Written problem: Express each line of these items as a row in a Markdown table with the columns Num and Content, skipping blank lines and leaving the pictures out.

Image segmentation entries
start

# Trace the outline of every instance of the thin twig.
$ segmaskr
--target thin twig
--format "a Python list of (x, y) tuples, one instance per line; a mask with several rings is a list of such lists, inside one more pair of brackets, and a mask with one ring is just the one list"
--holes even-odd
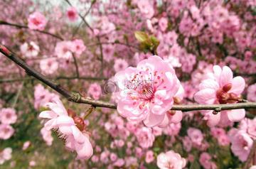
[[(82, 96), (81, 96), (79, 93), (71, 93), (70, 92), (66, 90), (65, 89), (61, 87), (60, 85), (55, 84), (50, 80), (48, 79), (46, 77), (45, 77), (44, 75), (37, 72), (36, 70), (28, 66), (18, 57), (16, 56), (5, 46), (1, 44), (0, 44), (0, 53), (1, 53), (4, 55), (9, 58), (10, 60), (16, 62), (21, 67), (22, 67), (29, 75), (33, 76), (34, 77), (39, 80), (42, 82), (45, 83), (46, 85), (55, 89), (56, 92), (62, 94), (63, 97), (67, 98), (70, 102), (91, 104), (92, 106), (96, 107), (97, 107), (117, 109), (117, 106), (114, 104), (103, 101), (97, 101), (97, 100), (85, 98)], [(235, 104), (210, 104), (210, 105), (178, 104), (178, 105), (174, 105), (171, 108), (171, 110), (181, 110), (183, 111), (194, 111), (194, 110), (214, 110), (218, 112), (222, 110), (249, 109), (249, 108), (256, 109), (256, 103), (248, 102), (241, 102), (241, 103), (235, 103)]]
[[(17, 23), (9, 23), (4, 21), (0, 21), (0, 25), (5, 25), (5, 26), (14, 26), (14, 27), (16, 27), (18, 28), (26, 28), (26, 29), (29, 29), (28, 27), (27, 26), (23, 26), (23, 25), (19, 25)], [(31, 29), (29, 29), (31, 30)], [(63, 40), (64, 38), (63, 38), (62, 37), (55, 35), (53, 33), (49, 33), (49, 32), (46, 32), (44, 31), (38, 31), (38, 30), (31, 30), (33, 31), (36, 31), (36, 32), (39, 32), (46, 35), (48, 35), (52, 37), (54, 37), (55, 38), (58, 38), (59, 40)]]
[[(23, 78), (14, 78), (14, 79), (0, 79), (0, 83), (9, 83), (9, 82), (20, 82), (23, 80), (34, 80), (35, 77), (23, 77)], [(59, 76), (55, 77), (54, 80), (107, 80), (107, 77), (66, 77), (66, 76)]]
[(73, 59), (74, 59), (74, 64), (75, 64), (75, 66), (76, 77), (77, 77), (78, 78), (79, 78), (80, 75), (79, 75), (79, 70), (78, 70), (78, 62), (77, 62), (77, 60), (76, 60), (75, 57), (74, 56), (74, 54), (72, 54), (72, 57), (73, 57)]

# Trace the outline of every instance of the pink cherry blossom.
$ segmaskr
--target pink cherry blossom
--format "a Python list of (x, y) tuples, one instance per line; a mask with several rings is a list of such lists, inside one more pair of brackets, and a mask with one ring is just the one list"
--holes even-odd
[(187, 133), (192, 143), (195, 143), (196, 145), (201, 145), (203, 140), (203, 136), (201, 130), (190, 127), (188, 128)]
[(250, 102), (256, 102), (256, 83), (248, 87), (247, 98)]
[(51, 131), (46, 129), (46, 127), (43, 127), (40, 131), (41, 134), (42, 135), (43, 139), (46, 141), (48, 146), (51, 146), (53, 141), (53, 138), (51, 136)]
[(38, 11), (30, 14), (28, 21), (28, 28), (33, 30), (43, 31), (47, 23), (46, 17)]
[(12, 108), (3, 108), (0, 109), (0, 121), (2, 124), (14, 124), (17, 120), (15, 109)]
[(55, 54), (59, 58), (70, 60), (72, 58), (73, 46), (71, 41), (58, 42), (55, 48)]
[[(75, 151), (78, 159), (88, 159), (93, 153), (92, 145), (89, 141), (89, 136), (80, 131), (80, 125), (75, 119), (70, 117), (63, 103), (58, 99), (48, 103), (50, 111), (43, 111), (39, 116), (49, 119), (45, 124), (47, 130), (58, 129), (61, 138), (65, 138), (65, 146), (70, 151)], [(82, 126), (84, 128), (84, 126)]]
[(157, 156), (157, 166), (160, 169), (181, 169), (186, 166), (186, 160), (174, 151), (161, 153)]
[(7, 140), (14, 133), (14, 129), (8, 124), (0, 124), (0, 139)]
[(116, 72), (118, 72), (121, 70), (124, 70), (127, 68), (128, 63), (123, 59), (117, 59), (114, 60), (114, 69)]
[(146, 18), (151, 18), (154, 16), (154, 8), (149, 0), (140, 0), (137, 1), (140, 12)]
[(150, 128), (142, 127), (135, 133), (139, 146), (143, 148), (148, 148), (153, 146), (155, 137)]
[(154, 160), (154, 152), (152, 151), (148, 151), (146, 153), (145, 161), (146, 163), (150, 163)]
[(94, 99), (99, 99), (102, 94), (100, 84), (97, 83), (91, 84), (89, 87), (87, 93), (90, 96), (92, 97)]
[(139, 62), (114, 76), (119, 92), (117, 111), (129, 120), (147, 126), (159, 125), (174, 104), (180, 82), (174, 70), (158, 56)]
[(166, 18), (161, 18), (159, 22), (159, 28), (161, 31), (165, 31), (168, 27), (168, 19)]
[(236, 129), (231, 129), (228, 135), (231, 142), (232, 152), (241, 161), (245, 161), (252, 146), (253, 140), (247, 133)]
[(200, 164), (205, 169), (217, 169), (216, 165), (213, 161), (211, 161), (211, 158), (212, 158), (209, 153), (203, 152), (200, 155), (199, 157)]
[(70, 7), (68, 9), (66, 15), (70, 21), (75, 21), (78, 18), (78, 11), (75, 8)]
[(24, 43), (21, 45), (20, 50), (22, 55), (28, 58), (36, 57), (40, 51), (39, 46), (33, 41)]
[(53, 74), (58, 67), (56, 58), (46, 58), (40, 61), (40, 68), (43, 73), (47, 75)]
[(6, 160), (11, 158), (11, 148), (5, 148), (3, 151), (0, 151), (0, 165), (4, 164)]
[(74, 45), (73, 52), (77, 54), (78, 56), (80, 56), (86, 50), (86, 46), (83, 40), (81, 39), (75, 39), (72, 42)]
[[(233, 78), (231, 70), (224, 66), (213, 67), (213, 73), (209, 74), (210, 78), (203, 80), (199, 84), (200, 91), (195, 94), (195, 100), (204, 104), (229, 104), (238, 102), (245, 89), (245, 80), (240, 76)], [(221, 111), (213, 114), (213, 111), (205, 111), (204, 119), (208, 125), (218, 124), (220, 119), (230, 121), (239, 121), (245, 116), (245, 109)]]
[(31, 145), (31, 142), (30, 141), (25, 141), (22, 146), (22, 150), (23, 151), (26, 150)]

end

Task solution:
| Num | Content |
|---|---|
| 1 | # Trace the outline of every instance of the thin twig. |
| 2 | $ segmaskr |
| 3 | --target thin twig |
| 4 | --format "a Python list of (x, y) tuples, one instance per line; a mask with several rings is a list of such lists, inside one more pair of brackets, and a mask with one ring is just the one list" |
| 5 | --holes even-odd |
| 6 | [[(82, 96), (81, 96), (79, 93), (71, 93), (70, 92), (66, 90), (65, 89), (61, 87), (60, 85), (55, 84), (50, 80), (48, 79), (46, 77), (45, 77), (44, 75), (37, 72), (36, 70), (28, 66), (18, 57), (16, 56), (5, 46), (1, 44), (0, 44), (0, 53), (1, 53), (4, 55), (9, 58), (10, 60), (16, 62), (21, 67), (22, 67), (29, 75), (33, 76), (34, 77), (39, 80), (42, 82), (45, 83), (46, 85), (55, 89), (56, 92), (62, 94), (63, 97), (67, 98), (70, 102), (91, 104), (92, 106), (96, 107), (97, 107), (117, 109), (117, 106), (114, 104), (103, 101), (97, 101), (97, 100), (85, 98)], [(235, 104), (210, 104), (210, 105), (178, 104), (178, 105), (174, 105), (171, 108), (171, 110), (181, 110), (183, 111), (194, 111), (194, 110), (214, 110), (218, 112), (222, 110), (249, 109), (249, 108), (256, 109), (256, 103), (248, 102), (241, 102), (241, 103), (235, 103)]] |
| 7 | [[(17, 23), (9, 23), (4, 21), (0, 21), (0, 25), (5, 25), (5, 26), (14, 26), (14, 27), (16, 27), (18, 28), (26, 28), (26, 29), (29, 29), (28, 27), (27, 26), (23, 26), (23, 25), (19, 25)], [(31, 29), (29, 29), (31, 30)], [(63, 40), (64, 38), (63, 38), (62, 37), (55, 35), (53, 33), (49, 33), (49, 32), (46, 32), (44, 31), (38, 31), (38, 30), (31, 30), (33, 31), (36, 31), (36, 32), (39, 32), (46, 35), (48, 35), (52, 37), (54, 37), (55, 38), (58, 38), (59, 40)]] |
| 8 | [[(23, 78), (14, 78), (14, 79), (0, 79), (0, 83), (9, 83), (9, 82), (20, 82), (23, 80), (34, 80), (35, 77), (23, 77)], [(59, 76), (55, 77), (54, 80), (107, 80), (107, 77), (66, 77), (66, 76)]] |
| 9 | [(73, 59), (74, 59), (74, 64), (75, 64), (75, 66), (76, 77), (77, 77), (78, 78), (79, 78), (80, 75), (79, 75), (79, 70), (78, 70), (78, 62), (77, 62), (77, 60), (76, 60), (75, 57), (74, 56), (74, 54), (72, 54), (72, 57), (73, 57)] |
| 10 | # Trace the outline of every instance of the pink cherry blossom. |
| 11 | $ segmaskr |
| 12 | --target pink cherry blossom |
| 13 | --format "a Python list of (x, y) tuples, one instance per line; a mask with several rings is a list of such lists, inside one more pair of brackets, and a mask with one ring is just the one list" |
| 14 | --holes even-odd |
| 15 | [(187, 133), (192, 143), (195, 143), (196, 145), (201, 145), (203, 140), (203, 136), (201, 130), (190, 127), (188, 128)] |
| 16 | [(250, 102), (256, 102), (256, 83), (248, 87), (247, 98)] |
| 17 | [(51, 131), (46, 129), (46, 127), (43, 127), (40, 131), (41, 134), (42, 135), (43, 139), (46, 141), (48, 146), (51, 146), (53, 141), (53, 138), (51, 136)] |
| 18 | [(38, 11), (30, 14), (28, 21), (28, 28), (33, 30), (43, 31), (47, 23), (46, 17)] |
| 19 | [(12, 108), (3, 108), (0, 109), (0, 121), (2, 124), (14, 124), (17, 120), (15, 109)] |
| 20 | [(55, 54), (59, 58), (70, 60), (72, 58), (73, 46), (71, 41), (58, 42), (55, 48)] |
| 21 | [[(75, 151), (78, 159), (88, 159), (93, 153), (92, 145), (89, 141), (89, 136), (80, 131), (80, 125), (75, 119), (70, 117), (63, 103), (58, 99), (48, 103), (50, 111), (43, 111), (39, 116), (49, 119), (45, 124), (47, 130), (58, 129), (61, 138), (65, 138), (65, 146), (70, 151)], [(82, 126), (84, 128), (84, 126)]] |
| 22 | [(157, 156), (157, 166), (160, 169), (181, 169), (186, 166), (186, 160), (174, 151), (161, 153)] |
| 23 | [(7, 140), (14, 133), (14, 129), (8, 124), (0, 124), (0, 139)] |
| 24 | [(116, 72), (118, 72), (121, 70), (124, 70), (127, 68), (128, 63), (123, 59), (117, 59), (114, 60), (114, 69)] |
| 25 | [(146, 18), (151, 18), (154, 16), (154, 8), (149, 0), (140, 0), (137, 1), (140, 12)] |
| 26 | [(150, 128), (142, 127), (135, 133), (139, 146), (143, 148), (148, 148), (153, 146), (155, 137)] |
| 27 | [(154, 160), (154, 152), (152, 151), (148, 151), (146, 153), (145, 161), (146, 163), (150, 163)] |
| 28 | [(94, 99), (99, 99), (102, 94), (100, 84), (97, 83), (91, 84), (89, 87), (87, 93), (90, 96), (92, 97)] |
| 29 | [(139, 62), (114, 76), (119, 92), (117, 111), (129, 120), (147, 126), (159, 125), (174, 104), (180, 82), (174, 70), (158, 56)] |
| 30 | [(166, 18), (161, 18), (159, 22), (159, 28), (161, 31), (165, 31), (168, 27), (168, 19)] |
| 31 | [(236, 129), (231, 129), (228, 135), (231, 142), (232, 152), (241, 161), (245, 161), (252, 146), (253, 140), (247, 133)] |
| 32 | [(200, 164), (205, 169), (217, 169), (216, 165), (213, 161), (211, 161), (211, 158), (212, 158), (209, 153), (203, 152), (200, 155), (199, 157)] |
| 33 | [(70, 7), (68, 9), (66, 15), (70, 21), (75, 21), (78, 18), (78, 11), (75, 8)] |
| 34 | [(24, 43), (21, 45), (20, 50), (22, 55), (28, 58), (36, 57), (40, 51), (39, 46), (33, 41)] |
| 35 | [(53, 74), (58, 67), (56, 58), (46, 58), (40, 61), (40, 68), (43, 73), (47, 75)] |
| 36 | [(6, 160), (11, 158), (11, 148), (5, 148), (3, 151), (0, 151), (0, 165), (4, 164)] |
| 37 | [(74, 45), (73, 52), (77, 54), (78, 56), (80, 56), (86, 50), (86, 46), (83, 40), (81, 39), (75, 39), (72, 42)] |
| 38 | [[(233, 78), (231, 70), (224, 66), (213, 67), (213, 73), (209, 74), (210, 78), (203, 80), (199, 84), (200, 91), (195, 94), (195, 100), (204, 104), (229, 104), (238, 102), (245, 89), (245, 80), (240, 76)], [(221, 111), (213, 114), (213, 111), (205, 111), (204, 119), (208, 125), (218, 124), (220, 119), (230, 121), (239, 121), (245, 116), (245, 109)]] |
| 39 | [(31, 145), (31, 142), (30, 141), (25, 141), (22, 146), (22, 150), (23, 151), (26, 150)] |